You know, I quite liked the first half of the Death Note manga. And I might well have liked the second half if it hadn’t followed the first. My problem with DN is that it’s two stories in very different styles, and those styles don’t go very well together–certainly not in the order they fall.

The first half is a heroic story, in the proportions of its characters. Light and L are very akin. They have similar genius, similar motivation, similar disregard for merely mortal laws as long as they can serve their grand ideals. For the sake of that they will murder and torture, and that puts an edge and highlight on their cat-and-mouse game with each other. The story is about them, not really about the rest of the world; it’s an intimate story of grand abilities and grand flaws in high-powered contention.

And then we have the switch.

The second half is about the rest of the world. Near and Mellow are both mortal-sized; they don’t match Light the way L did. The story of the second half is a realistic moral tale rather than an heroic intellectual fantasy. The wages of sin catch up with Light, in the person of fallible and rather nasty fellow humans, who reflect the fallibility and nastiness of Light himself. It’s a fascinating story in its own right.

But, after the first half, it was a real emotional letdown to me.

Either story alone would have worked. If the story had skipped straight from L to Light’s death, in whatever form, that would have worked as a suitably ethical capstone to the epic part. If the story had left out the heroic opponent and gone straight from Light’s rise to the pursuit by humanly small opponents that would have built smoothly into a complex example of Realism. Both together, though, small coming after heroic, doesn’t work so well.

Which I rather regret, because I think I would really have appreciated the artistry of the second half if I hadn’t been pining for the highly-colored fantastic tone of the first.

◆ ASSIGNED TASK 1
Reproduce the passage of the Death Note commentary from "The second half is about" to "its own right.".
◆ ASSIGNED TASK 2
In the Death Note commentary, which two characters of the second half are called mortal-sized?

◆ MATERIAL SHOWN
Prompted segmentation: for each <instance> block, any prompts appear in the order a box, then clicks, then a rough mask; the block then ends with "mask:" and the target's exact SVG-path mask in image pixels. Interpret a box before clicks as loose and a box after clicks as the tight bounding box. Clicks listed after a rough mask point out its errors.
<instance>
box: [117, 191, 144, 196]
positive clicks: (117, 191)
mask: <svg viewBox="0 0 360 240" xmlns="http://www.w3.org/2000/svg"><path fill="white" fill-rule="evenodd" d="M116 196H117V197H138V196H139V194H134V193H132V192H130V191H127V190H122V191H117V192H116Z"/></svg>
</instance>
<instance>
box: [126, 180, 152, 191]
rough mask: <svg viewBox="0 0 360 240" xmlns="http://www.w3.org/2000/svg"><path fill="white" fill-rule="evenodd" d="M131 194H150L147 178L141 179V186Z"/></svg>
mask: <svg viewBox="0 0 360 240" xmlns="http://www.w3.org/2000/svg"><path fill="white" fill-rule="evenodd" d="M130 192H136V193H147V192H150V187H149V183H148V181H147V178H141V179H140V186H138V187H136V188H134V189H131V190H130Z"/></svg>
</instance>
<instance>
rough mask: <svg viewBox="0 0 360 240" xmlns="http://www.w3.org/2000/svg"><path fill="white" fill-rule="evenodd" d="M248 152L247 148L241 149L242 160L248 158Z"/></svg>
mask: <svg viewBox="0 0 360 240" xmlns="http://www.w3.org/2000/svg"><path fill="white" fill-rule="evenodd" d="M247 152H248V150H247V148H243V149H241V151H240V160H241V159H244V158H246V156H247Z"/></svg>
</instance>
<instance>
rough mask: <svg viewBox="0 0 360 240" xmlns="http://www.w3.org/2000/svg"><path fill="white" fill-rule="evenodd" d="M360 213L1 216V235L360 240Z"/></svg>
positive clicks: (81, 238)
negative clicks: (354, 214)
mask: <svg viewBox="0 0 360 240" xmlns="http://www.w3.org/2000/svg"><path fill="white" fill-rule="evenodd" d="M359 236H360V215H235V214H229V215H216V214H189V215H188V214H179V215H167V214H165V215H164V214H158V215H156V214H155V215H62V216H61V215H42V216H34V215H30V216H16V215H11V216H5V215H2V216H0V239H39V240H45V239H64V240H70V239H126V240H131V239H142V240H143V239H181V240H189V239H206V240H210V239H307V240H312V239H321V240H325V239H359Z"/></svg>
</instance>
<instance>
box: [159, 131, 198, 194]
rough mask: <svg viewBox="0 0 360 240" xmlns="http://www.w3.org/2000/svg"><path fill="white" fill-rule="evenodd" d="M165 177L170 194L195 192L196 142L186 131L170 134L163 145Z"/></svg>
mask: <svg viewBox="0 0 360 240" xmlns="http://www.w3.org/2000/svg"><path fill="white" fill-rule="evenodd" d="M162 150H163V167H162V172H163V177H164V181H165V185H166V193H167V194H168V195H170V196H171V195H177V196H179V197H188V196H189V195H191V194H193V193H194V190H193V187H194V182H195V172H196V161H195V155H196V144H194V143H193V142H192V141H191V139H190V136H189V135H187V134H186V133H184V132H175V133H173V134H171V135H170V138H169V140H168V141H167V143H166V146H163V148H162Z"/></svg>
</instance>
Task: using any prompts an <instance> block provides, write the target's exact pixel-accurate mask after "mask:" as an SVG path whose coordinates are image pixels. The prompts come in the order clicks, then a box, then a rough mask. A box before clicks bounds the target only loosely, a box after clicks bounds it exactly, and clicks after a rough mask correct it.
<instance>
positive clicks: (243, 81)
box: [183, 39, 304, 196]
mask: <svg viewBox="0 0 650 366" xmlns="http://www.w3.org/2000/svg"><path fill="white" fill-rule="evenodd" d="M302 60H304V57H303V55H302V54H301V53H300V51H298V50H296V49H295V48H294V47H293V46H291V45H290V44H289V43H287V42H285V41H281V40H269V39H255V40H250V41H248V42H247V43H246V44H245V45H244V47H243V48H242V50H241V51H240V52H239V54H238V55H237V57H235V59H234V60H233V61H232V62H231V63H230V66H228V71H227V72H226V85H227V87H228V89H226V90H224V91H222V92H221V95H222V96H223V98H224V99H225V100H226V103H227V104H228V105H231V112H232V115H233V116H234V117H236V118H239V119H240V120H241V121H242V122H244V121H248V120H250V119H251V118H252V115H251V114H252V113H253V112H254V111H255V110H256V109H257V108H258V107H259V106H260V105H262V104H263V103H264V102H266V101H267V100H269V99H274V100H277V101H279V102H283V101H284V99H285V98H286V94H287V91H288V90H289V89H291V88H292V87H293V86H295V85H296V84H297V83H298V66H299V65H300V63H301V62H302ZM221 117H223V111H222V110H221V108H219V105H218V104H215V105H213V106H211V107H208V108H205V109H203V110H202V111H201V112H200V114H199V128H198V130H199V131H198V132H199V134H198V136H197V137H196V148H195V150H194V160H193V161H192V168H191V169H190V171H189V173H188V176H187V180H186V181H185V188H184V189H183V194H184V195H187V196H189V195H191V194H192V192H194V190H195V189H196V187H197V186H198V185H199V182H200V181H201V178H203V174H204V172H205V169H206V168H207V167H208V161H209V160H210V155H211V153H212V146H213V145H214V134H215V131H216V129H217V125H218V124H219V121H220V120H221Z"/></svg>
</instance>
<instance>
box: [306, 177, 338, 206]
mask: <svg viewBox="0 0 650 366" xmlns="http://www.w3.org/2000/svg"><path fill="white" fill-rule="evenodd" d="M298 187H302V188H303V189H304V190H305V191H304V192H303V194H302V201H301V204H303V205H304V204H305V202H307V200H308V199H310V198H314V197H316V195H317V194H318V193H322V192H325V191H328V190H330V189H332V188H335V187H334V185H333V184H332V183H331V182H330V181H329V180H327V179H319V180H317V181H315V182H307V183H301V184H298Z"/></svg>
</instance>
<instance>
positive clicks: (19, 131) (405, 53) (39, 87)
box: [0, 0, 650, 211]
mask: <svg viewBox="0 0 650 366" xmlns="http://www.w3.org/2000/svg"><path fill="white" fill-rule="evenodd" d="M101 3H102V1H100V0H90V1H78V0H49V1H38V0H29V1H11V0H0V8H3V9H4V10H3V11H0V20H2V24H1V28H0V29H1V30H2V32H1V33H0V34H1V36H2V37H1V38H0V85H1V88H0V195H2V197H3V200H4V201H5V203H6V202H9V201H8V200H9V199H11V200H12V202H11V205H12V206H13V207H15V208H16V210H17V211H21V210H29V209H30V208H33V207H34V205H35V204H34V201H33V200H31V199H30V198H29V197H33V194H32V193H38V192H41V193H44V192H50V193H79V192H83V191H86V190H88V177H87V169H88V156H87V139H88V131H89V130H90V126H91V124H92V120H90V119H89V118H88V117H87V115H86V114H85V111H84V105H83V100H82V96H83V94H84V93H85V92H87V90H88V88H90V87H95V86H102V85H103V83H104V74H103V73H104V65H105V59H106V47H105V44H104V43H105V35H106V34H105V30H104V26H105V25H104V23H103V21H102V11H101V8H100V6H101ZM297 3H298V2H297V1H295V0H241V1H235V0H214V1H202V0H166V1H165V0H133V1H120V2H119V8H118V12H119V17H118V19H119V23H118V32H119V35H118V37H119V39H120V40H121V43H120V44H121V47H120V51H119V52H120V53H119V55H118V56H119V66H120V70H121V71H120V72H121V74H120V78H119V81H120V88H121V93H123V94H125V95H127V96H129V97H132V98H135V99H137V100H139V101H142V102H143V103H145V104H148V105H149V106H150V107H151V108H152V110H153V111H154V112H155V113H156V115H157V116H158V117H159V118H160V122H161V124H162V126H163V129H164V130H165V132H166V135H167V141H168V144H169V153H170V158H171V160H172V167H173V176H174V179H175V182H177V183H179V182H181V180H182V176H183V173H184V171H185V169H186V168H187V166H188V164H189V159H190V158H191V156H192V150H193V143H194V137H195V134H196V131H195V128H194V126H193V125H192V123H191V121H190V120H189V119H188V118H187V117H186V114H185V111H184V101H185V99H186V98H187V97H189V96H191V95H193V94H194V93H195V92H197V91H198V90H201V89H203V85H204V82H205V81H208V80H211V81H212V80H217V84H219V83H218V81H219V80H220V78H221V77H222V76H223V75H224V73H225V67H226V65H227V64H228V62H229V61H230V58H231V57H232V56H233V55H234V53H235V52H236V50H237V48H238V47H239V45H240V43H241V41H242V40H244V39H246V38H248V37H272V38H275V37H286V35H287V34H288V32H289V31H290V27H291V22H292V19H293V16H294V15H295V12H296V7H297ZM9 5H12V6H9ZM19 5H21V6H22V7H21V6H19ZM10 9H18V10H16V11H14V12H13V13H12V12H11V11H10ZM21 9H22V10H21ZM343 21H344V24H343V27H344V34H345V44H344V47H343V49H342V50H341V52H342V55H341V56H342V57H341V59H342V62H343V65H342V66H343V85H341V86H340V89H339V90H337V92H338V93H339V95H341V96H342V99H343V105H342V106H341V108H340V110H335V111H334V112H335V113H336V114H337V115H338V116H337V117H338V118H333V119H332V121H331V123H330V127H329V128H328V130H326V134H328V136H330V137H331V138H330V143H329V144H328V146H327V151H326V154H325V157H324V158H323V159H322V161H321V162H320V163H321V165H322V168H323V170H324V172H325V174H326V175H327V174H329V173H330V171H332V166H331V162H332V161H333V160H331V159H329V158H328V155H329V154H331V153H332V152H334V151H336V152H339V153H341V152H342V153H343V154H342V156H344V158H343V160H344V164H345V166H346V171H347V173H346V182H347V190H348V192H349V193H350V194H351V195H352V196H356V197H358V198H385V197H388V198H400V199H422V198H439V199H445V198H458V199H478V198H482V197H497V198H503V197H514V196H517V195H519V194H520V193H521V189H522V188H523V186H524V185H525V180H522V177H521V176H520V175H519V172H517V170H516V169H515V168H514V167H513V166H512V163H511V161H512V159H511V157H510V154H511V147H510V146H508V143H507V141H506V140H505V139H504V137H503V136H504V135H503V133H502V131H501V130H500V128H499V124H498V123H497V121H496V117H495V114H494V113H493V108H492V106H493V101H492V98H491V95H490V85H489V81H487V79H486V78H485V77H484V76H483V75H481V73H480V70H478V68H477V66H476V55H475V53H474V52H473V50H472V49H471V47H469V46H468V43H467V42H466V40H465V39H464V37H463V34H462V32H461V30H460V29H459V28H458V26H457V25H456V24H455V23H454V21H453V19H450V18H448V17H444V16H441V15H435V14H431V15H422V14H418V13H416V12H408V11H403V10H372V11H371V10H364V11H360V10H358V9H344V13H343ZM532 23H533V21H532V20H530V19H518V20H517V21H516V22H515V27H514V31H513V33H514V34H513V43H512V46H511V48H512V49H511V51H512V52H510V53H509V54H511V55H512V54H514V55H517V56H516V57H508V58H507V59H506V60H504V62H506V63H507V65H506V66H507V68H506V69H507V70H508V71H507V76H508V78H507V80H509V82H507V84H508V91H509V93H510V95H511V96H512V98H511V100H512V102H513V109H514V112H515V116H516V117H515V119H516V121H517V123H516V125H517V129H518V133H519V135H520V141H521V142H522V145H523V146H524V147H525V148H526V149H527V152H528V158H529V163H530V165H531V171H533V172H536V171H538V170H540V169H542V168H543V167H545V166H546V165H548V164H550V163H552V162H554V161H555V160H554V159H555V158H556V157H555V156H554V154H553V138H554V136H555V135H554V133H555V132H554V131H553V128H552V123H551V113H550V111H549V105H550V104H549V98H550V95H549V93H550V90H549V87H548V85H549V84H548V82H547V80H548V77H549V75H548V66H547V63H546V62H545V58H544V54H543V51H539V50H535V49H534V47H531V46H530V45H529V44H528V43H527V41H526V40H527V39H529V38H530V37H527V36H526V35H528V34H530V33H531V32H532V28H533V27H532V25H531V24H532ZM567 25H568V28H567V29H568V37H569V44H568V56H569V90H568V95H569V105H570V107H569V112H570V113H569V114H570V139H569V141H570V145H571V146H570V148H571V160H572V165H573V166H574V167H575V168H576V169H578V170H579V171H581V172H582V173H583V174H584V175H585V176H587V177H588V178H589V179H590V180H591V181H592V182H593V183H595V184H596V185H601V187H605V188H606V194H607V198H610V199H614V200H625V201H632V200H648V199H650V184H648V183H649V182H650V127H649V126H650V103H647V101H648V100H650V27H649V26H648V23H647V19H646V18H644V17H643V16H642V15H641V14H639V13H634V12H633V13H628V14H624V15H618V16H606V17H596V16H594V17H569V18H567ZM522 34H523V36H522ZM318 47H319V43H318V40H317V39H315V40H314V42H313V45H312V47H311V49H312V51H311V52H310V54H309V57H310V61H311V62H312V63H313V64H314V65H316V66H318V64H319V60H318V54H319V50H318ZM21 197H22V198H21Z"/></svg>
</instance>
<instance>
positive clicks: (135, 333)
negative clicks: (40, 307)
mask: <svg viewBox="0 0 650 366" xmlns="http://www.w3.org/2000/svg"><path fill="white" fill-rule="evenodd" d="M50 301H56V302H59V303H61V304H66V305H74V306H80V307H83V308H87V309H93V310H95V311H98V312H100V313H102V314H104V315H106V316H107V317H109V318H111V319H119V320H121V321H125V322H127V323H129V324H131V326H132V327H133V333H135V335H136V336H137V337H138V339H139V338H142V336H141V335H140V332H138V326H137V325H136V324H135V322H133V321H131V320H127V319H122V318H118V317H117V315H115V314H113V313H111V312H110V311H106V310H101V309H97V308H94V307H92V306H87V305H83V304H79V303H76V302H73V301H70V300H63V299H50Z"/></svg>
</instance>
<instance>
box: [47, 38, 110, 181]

◆ ANSWER BOX 1
The second half is about the rest of the world. Near and Mellow are both mortal-sized; they don’t match Light the way L did. The story of the second half is a realistic moral tale rather than an heroic intellectual fantasy. The wages of sin catch up with Light, in the person of fallible and rather nasty fellow humans, who reflect the fallibility and nastiness of Light himself. It’s a fascinating story in its own right.

◆ ANSWER BOX 2
Near and Mellow.